Brief>
Carry on the news passage about drug-industry and insurer lobbying on the House health reform bill, picking up after its final sentence.

It has spent more than a year promoting reform, teaming up with a nationally respected consumer health group for a multi-million ad campaign spotlighting the urgent need for action.

Yet the group is adopting a take-no-prisoners approach to the House bill unveiled last month, including putting a negative ad in the can.

“We’ll fight the speaker all the way on that,” said a senior industry lobbyist, referring to House Speaker Nancy Pelosi. “We’re going to stop that bill. If they don’t like it, we don’t care. And no one should be surprised by it.”

The drug makers have several gripes with the bill, notably a provision that reinstates government discounts on drugs purchased by seniors who qualify for both Medicare and Medicaid.

Democrats say the provision will save the government tens of billions of dollars. But the industry points to a Congressional Budget Office report that says the savings could hit seniors in the form of higher premiums – which is the topic of the negative ad, the lobbyist said. 

Drug-makers also are frustrated that Pelosi and House leaders won’t honor their deal with the White House to contribute $80 billion toward reform – in exchange for an assurance they won’t be asked for more, including in the form of drug discounts.

“We know we have a deal so we’re not worried about that. If the speaker says they don’t support the deal, then we don’t support them, period,” the industry lobbyist said.

The insurance industry is in a much more delicate political situation.

With bipartisan support for some types of insurance reform, the industry can’t risk losing its seat at the negotiating table by aggressively opposing a public plan option, which it claims will kill their industry.

But it may have gotten lucky. Opposition to a public plan is mounting from business, hospitals and other groups. So, insurers are able to support the fight without being at its vanguard.

Region pointing data>
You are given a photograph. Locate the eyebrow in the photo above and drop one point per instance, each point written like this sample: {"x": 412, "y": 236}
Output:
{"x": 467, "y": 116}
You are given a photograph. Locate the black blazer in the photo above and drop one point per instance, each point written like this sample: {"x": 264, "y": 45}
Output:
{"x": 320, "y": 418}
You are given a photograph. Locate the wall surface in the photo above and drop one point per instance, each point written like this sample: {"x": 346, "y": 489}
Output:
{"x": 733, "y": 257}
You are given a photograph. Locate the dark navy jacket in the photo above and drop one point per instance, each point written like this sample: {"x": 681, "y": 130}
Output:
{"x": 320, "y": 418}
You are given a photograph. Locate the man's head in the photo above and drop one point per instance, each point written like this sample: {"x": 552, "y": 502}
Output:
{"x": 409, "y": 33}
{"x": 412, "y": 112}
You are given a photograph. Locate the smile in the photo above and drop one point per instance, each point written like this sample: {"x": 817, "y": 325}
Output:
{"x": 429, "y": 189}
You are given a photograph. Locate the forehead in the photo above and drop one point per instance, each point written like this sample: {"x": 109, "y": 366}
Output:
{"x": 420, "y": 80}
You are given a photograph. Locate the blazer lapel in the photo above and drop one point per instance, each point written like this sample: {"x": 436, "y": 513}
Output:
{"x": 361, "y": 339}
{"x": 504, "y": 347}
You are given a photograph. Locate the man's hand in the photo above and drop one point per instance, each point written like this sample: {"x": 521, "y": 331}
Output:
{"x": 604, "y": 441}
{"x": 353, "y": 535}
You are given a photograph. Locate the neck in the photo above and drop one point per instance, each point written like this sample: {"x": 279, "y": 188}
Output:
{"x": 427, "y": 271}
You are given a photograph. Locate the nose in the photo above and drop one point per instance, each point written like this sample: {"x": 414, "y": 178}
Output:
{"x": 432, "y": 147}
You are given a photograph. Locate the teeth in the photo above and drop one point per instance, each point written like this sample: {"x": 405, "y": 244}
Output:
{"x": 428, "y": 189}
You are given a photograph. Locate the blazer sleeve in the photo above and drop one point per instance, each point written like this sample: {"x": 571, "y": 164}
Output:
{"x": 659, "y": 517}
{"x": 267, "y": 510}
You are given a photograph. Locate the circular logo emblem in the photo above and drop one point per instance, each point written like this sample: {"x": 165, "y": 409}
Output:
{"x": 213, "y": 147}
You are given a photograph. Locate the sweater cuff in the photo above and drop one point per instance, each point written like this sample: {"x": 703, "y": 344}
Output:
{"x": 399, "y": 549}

Result>
“All the American people know about this bill is that it costs a lot of money and there’s a new government plan,” said a health industry official. “We can’t live with a public plan, but are we going to have to? [The public plan] is kind of dying under its own weight.”

Insurers have plenty of other issues to worry about.

The industry’s lobbying hard to protect its private Medicare Advantage programs from $150 billion in cuts while pushing for a mandate that everyone carry insurance. It’s also working to ensure that any insurance “exchanges” designed to help consumers buy insurance also work for insurers.

That doesn’t mean, though, that they’re not prepared to go to war, if it comes to that.

“The industry hopes that it doesn’t have to go negative. The industry is for health care reform, but it’s for health care reform done in a smart, effective, sustainable way,” said an insurance industry lobbyist.

The Chamber has taken a slightly different tack by being up-front about what would trigger a full-scale assault – including a public plan, or a mandate that companies provide insurance to workers or pay a fee to the government.

They are the first group to run ads against the public plan – with their chief lobbyist, Bruce Josten, calling it in a letter to top senators “a step in the wrong direction. . . . We do not believe that the government plan will be a fair competitor.”

A business industry insider said the “objective is to crush the bad bills and support the good bills.”

Still, business is trying to stay nimble and avoid getting boxed into a corner. The chamber has leveled some of the toughest criticism so far, but it’s also not turning up the heat too high.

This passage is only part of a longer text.